I am too cynical to say that since I had this dream, I am firmly committed to the belief that we will one day adopt a baby girl of color. I have no clue what will happen.  The hubs and I do believe that God already knows our children, and we don’t want to put boundaries around that. We communicated to our agency (such as it is) way back in the beginning that we had no gender or racial preference.  We didn’t say, “Girl only. Must be non-Caucasian.”  We left it all open.

We actually have been presented for two different adoption situations very recently, both baby girls, one Hispanic, one African-American. We weren’t chosen as the family for either of the babies, so maybe my dream was just that: a dream that was nothing more than a dream. It’s impossible to say.  We were a “second choice” for one of the girls, so that’s good, I guess. Right?  Okay, so I know that it most definitely is not, but I’m trying to keep things positive these days. Work with me here!

--- Records for this task ---
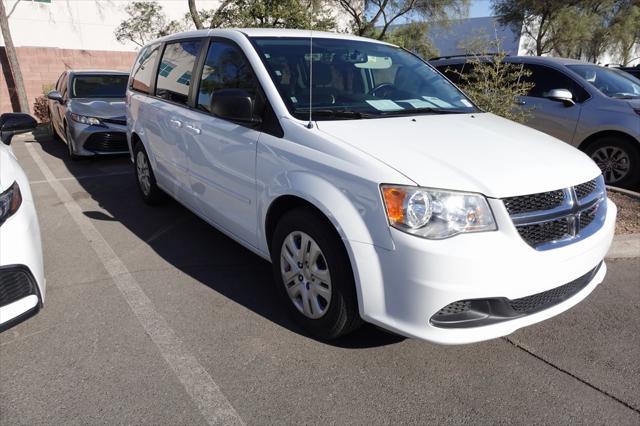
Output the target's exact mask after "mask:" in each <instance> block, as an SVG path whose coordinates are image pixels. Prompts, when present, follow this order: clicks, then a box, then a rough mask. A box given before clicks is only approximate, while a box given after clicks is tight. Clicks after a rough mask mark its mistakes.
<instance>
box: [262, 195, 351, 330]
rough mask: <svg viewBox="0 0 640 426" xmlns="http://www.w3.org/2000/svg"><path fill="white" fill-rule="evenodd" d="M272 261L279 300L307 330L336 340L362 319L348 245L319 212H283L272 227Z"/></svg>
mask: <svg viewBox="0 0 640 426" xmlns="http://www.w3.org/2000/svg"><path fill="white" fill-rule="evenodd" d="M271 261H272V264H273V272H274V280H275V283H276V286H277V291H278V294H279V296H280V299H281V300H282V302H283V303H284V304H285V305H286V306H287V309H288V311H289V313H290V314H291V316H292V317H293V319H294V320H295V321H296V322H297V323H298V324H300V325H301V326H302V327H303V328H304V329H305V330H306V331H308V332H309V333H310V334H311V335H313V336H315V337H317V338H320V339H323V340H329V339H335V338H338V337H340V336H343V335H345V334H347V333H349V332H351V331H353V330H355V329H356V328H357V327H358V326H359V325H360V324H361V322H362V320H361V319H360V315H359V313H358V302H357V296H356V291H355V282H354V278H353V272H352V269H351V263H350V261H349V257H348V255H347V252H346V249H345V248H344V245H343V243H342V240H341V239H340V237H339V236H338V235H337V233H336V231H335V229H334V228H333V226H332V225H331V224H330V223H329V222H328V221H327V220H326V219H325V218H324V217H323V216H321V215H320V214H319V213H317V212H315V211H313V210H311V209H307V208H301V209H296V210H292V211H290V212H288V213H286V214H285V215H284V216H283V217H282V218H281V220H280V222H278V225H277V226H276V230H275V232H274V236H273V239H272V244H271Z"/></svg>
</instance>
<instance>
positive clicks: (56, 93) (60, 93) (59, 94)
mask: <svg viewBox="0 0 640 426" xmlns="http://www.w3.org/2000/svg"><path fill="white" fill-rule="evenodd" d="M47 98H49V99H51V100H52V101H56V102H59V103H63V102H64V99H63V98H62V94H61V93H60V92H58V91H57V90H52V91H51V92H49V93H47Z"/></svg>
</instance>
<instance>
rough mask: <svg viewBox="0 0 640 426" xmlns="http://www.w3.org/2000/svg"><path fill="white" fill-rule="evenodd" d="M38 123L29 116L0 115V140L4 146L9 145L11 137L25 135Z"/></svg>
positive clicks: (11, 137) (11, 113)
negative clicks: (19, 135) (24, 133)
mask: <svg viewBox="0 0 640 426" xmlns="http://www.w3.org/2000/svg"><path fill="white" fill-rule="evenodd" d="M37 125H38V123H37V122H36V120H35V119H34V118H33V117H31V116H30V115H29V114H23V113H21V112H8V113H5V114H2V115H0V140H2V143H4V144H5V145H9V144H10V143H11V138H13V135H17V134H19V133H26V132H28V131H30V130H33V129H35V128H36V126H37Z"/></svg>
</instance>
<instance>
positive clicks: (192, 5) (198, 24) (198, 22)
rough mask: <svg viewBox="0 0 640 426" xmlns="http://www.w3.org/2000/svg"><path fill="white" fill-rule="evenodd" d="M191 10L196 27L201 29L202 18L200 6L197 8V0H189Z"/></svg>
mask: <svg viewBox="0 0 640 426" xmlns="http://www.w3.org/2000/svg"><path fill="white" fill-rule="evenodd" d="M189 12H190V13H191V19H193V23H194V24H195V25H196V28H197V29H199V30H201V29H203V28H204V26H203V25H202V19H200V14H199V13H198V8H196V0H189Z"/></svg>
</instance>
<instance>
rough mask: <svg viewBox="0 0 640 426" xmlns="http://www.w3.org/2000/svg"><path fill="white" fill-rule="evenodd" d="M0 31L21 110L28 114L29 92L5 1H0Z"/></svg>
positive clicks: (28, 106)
* * *
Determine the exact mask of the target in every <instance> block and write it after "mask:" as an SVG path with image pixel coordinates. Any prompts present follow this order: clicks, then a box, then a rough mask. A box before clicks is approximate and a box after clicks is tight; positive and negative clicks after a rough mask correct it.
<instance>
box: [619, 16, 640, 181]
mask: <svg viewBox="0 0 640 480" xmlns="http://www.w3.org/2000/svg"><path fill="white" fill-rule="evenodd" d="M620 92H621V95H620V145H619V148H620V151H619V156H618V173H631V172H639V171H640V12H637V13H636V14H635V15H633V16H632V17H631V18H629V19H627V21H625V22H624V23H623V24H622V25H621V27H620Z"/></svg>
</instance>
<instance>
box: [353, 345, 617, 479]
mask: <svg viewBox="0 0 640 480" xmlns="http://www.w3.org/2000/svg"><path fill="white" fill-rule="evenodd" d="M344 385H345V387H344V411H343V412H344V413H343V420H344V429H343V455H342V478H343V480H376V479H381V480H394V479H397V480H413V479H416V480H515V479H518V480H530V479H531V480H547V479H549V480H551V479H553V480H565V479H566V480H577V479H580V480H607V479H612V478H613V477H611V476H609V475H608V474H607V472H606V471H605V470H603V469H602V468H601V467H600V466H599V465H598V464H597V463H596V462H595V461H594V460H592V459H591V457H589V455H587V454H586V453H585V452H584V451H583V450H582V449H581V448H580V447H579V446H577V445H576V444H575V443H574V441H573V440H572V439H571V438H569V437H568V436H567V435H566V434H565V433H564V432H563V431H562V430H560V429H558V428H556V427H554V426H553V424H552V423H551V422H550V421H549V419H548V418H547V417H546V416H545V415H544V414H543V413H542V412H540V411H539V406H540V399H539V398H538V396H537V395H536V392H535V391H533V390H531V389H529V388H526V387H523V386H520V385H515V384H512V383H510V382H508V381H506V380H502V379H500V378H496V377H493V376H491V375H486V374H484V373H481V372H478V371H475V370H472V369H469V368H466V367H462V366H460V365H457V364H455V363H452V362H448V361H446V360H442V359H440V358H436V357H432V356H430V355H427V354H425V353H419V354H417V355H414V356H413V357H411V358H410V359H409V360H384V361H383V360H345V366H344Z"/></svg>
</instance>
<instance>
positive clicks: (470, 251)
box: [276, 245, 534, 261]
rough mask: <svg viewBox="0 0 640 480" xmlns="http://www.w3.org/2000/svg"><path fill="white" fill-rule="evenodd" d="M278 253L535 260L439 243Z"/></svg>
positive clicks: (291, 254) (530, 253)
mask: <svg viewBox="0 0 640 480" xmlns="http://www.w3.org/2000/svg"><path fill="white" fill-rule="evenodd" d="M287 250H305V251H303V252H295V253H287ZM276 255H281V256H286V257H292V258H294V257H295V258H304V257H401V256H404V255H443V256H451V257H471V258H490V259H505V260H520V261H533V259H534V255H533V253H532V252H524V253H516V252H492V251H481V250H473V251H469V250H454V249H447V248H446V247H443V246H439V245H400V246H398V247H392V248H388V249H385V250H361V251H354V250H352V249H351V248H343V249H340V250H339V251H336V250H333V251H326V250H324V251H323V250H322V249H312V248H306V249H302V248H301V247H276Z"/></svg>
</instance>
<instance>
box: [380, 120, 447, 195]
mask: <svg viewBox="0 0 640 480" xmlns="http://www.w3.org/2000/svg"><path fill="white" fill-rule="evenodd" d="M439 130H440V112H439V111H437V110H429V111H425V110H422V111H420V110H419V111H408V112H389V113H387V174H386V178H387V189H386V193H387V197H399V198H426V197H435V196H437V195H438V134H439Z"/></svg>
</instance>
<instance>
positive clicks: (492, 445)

--- Exercise requirements ---
a - Collect every line of the records that contains the word "positive", treating uppercase and lowercase as different.
b - Pick up the adoption text after its last sentence and continue it.
The records are unrelated to the text about adoption.

--- Results by task ---
a -
positive clicks: (56, 93) (60, 93) (59, 94)
positive clicks: (11, 137) (11, 113)
positive clicks: (192, 5) (198, 24) (198, 22)
positive clicks: (28, 106)
Determine the exact mask of the target in every <instance> block and write it after "mask:" as an SVG path with image pixel coordinates. Any prompts present follow this order: clicks, then a box, then a rough mask. A box before clicks is approximate and a box after clicks is tight; positive and negative clicks after a rough mask correct it.
positive clicks: (470, 251)
positive clicks: (291, 254) (530, 253)
positive clicks: (492, 445)

b -
If we do end up adopting a dark-skinned baby girl someday, you can bet I will start paying a lot more attention to the significance of my dreams!  Maybe there is something to it. After all, I do have a friend with a proven track record of predicting future events through her dreams, or even just strong feelings that overtake her and don’t let go until she communicates the message to her friend or loved one. I was on the receiving end of this once, much to my delight.  And she was right! Absolutely true story…perhaps a future blog post?